## [Tarefa proposta A]
Resuma em duas frases o excerto sobre o Acórdão n.º 226/2007.
## [Tarefa proposta B]
Transcreva fielmente, do excerto sobre o Acórdão n.º 226/2007, o trecho que vai de “Acresce que a” até “arguida de inconstitucional.”.
## [Tarefa proposta C]
Segundo o excerto sobre o Acórdão n.º 226/2007, que artigos da CRP foram imputados como violados ao acórdão do Tribunal da Relação do Porto nas alegações do recurso de revista?

## [Texto de leitura]
%%

1.1. O aludido Acórdão n.º 226/2007, para indeferir a
reclamação, desenvolveu a seguinte fundamentação:
“2. A presente reclamação é ostensivamente improcedente, desde logo porque
a reclamante não identifica, com o mínimo de precisão, nem no requerimento de
interposição do recurso para o Tribunal Constitucional, nem nesta reclamação,
qualquer questão de inconstitucionalidade reportada a normas de direito
ordinário (ou a uma sua determinada interpretação) para ser sujeita à apreciação
deste Tribunal.
Acresce que a admissibilidade do recurso interposto, como o presente, ao
abrigo da alínea b) do n.º 1 do artigo 70.º da LTC depende da verificação
cumulativa dos requisitos: (i) de o recorrente haver suscitado a
inconstitucionalidade de normas, de modo processualmente adequado, perante o
tribunal que proferiu a decisão recorrida, em termos de este estar obrigado a
dela conhecer (artigo 72.º, n.º 2, da LTC); e (ii) de a decisão recorrida haver
aplicado, como ratio decidendi, essa norma arguida de inconstitucional.
Ora, nas peças processuais produzidas pela recorrente perante o tribunal
que proferiu a decisão recorrida – a saber: as alegações do recurso de revista
(fls. 411 a 442), a que foi negado provimento pelo acórdão de 17 de Outubro de
2006 (fls. 650 a 657), e a arguição de nulidade e pedido de reforma do
anterior acórdão (fls. 694 a 720), ambos desatendidos pelo acórdão de 5 de
Dezembro de 2006 (fls. 735 a 740) – nenhuma questão de inconstitucionalidade
normativa vem suscitada. As únicas referências à Constituição constantes dessas
peças processuais reportam‑se a decisões judiciais, e não a normas: nas
alegações do recurso de revista imputa‑se directamente ao acórdão do Tribunal
da Relação do Porto, então recorrido, a violação dos artigos 13.º e 204.º da
CRP; na arguição de nulidade e pedido de reforma do acórdão do STJ de 17 de
Outubro de 2006 apenas se diz que este acórdão “ao decidir como decidiu viola a
CRP e lei expressa”. Não foi, assim, suscitada pela recorrente, de modo
processualmente adequado, qualquer questão de inconstitucionalidade normativa,
o que logo determina a inadmissibilidade do recurso.

%%

## [Dados fornecidos]
%%

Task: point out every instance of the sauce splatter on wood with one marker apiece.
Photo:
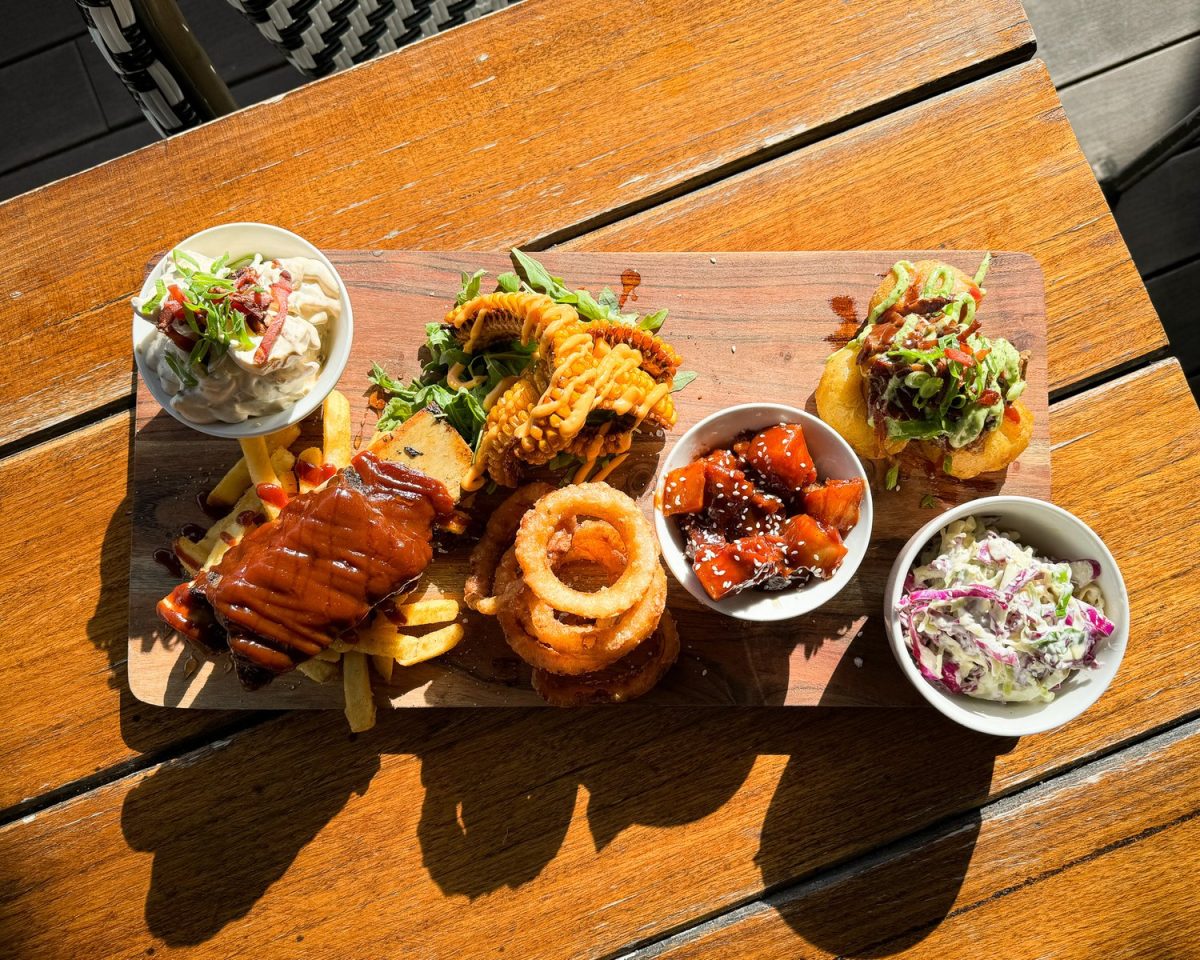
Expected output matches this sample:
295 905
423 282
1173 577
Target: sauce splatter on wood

%%

## [Resultado correto A]
O Acórdão n.º 226/2007 indeferiu a reclamação porque a reclamante não identificou, com o mínimo de precisão, qualquer questão de inconstitucionalidade reportada a normas de direito ordinário. Além disso, nas peças processuais apresentadas perante o tribunal que proferiu a decisão recorrida, as referências à Constituição reportavam-se a decisões judiciais e não a normas, pelo que não foi suscitada de modo processualmente adequado qualquer questão de inconstitucionalidade normativa, o que determina a inadmissibilidade do recurso.

## [Resultado correto B]
Acresce que a admissibilidade do recurso interposto, como o presente, ao
abrigo da alínea b) do n.º 1 do artigo 70.º da LTC depende da verificação
cumulativa dos requisitos: (i) de o recorrente haver suscitado a
inconstitucionalidade de normas, de modo processualmente adequado, perante o
tribunal que proferiu a decisão recorrida, em termos de este estar obrigado a
dela conhecer (artigo 72.º, n.º 2, da LTC); e (ii) de a decisão recorrida haver
aplicado, como ratio decidendi, essa norma arguida de inconstitucional.

## [Resultado correto C]
Os artigos 13.º e 204.º da CRP.